● Document section:
Yansi
Yansi
(dreams)The Yansi belong to the great Central Bantu culture area extending across central Africa from west to east; they inhabit the lower Kwilu and Inzia rivers in Bandundu Province in the Republic of Zaire. Yansi society is characterized by a system of stratification, a system of kinship and marriage, and a priesthood, which holds the spiritual power called lebui. Also, in Yansi society there is a particular concern with boundaries and relations between the living and the dead, elders, medicine custodians, and ordinary people.
Dreams play a fundamental role in the life of the Yansi and are as important as waking experiences. Dreams are usually sought in order to obtain commentaries upon current circumstances. For instance, they are carefully examined when someone is ill, as well as before going on a hunt, in order to assess the chances of success. Dreams are regarded as an extraordinary phenomenon, and diverse attitudes are taken toward them by the Yansi, from admiration to fear.
Dreaming is integral to the Yansi witchcraft-sorcery-medicine complex. Among Yansi clan-elders and medicine-owners, who are wise dream interpreters and accurate oracular dreamers, the elaborate distinction made between different kinds and qualities of dreams can be seen as part of a discourse of conceptual authority. According to Mubuy Mubay Mpier’s 1992 study on the semantics of Yansi dreams, the Yansi discriminate between recollected dreams that involve reality and those considered mere fantasy.

● Entries supplied:
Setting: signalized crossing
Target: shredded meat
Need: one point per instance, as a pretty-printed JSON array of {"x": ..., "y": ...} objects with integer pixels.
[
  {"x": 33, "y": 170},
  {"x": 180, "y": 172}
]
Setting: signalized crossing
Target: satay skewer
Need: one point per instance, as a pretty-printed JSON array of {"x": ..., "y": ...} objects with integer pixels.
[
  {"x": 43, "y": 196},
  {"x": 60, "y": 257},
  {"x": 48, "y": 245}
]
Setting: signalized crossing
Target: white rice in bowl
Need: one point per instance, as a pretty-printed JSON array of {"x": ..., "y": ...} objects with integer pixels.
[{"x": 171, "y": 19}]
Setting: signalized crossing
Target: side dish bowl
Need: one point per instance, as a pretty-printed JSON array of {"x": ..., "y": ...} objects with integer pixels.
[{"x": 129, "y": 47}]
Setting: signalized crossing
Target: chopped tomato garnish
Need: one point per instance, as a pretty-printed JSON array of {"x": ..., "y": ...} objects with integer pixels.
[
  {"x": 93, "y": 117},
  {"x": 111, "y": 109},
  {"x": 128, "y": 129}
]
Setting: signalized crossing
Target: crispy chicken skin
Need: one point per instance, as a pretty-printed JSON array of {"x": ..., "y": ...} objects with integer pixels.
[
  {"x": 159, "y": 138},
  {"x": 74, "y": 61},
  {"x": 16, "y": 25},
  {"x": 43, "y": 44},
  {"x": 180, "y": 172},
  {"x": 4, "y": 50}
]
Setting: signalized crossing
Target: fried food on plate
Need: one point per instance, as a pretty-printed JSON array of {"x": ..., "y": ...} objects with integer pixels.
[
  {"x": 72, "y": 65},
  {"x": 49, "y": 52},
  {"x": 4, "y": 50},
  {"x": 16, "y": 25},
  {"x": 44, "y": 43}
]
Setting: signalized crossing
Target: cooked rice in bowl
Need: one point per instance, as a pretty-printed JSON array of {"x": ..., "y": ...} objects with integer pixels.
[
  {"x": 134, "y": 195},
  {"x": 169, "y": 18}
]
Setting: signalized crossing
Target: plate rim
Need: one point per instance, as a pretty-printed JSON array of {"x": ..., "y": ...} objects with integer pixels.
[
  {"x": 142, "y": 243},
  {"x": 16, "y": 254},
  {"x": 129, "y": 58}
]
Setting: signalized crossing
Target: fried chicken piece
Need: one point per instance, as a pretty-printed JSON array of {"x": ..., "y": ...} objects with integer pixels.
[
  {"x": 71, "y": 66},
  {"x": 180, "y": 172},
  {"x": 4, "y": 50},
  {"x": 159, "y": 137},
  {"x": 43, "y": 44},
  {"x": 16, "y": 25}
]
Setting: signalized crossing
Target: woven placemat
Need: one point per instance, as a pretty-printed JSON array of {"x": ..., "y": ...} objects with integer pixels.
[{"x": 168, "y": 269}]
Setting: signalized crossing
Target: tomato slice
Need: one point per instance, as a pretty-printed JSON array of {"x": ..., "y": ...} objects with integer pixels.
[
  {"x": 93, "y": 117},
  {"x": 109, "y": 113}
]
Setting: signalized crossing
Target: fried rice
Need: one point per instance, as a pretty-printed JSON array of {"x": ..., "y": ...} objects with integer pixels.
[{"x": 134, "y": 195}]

● Task goal: Write the next part of the text on Yansi dreams, starting right after its last sentence. The records stand apart from the text on Yansi dreams and are unrelated to it.

● Response to this task:
Dreams that are later concretely realized are generally considered true dreams. Typically, persons who dream true dreams are fetish-or medicine-owners. These people are often feared by Yansi because they can recount dreams that predict misfortune, tragedy, and anxiety. They can dream solutions to difficult problems, however, and foretell good fortune. Also, those dreams in which ordinary people receive information about their state of health and their problems are considered true dreams.
Dreams by infants as well as dreams whose content is removed from everyday life are a matter of indifference to the Yansi, and usually no importance is attributed to the accounts of mentally handicapped persons, although they also dream and can recount their dreams. Recalled dreams are often considered by Yansi elders as the desires or the apprehensions of waking life. In Yansi society, dreams are not considered a source of information about the psychodynamics of an individual; rather, they are taken into account in giving meaning to the actions and interactions of self and others. Dreams are the evidence of extra-human forces in relationship with human beings and are a means of acquiring knowledge about them. The best time to interpret a dream is usually thought to be the instant following its appearance.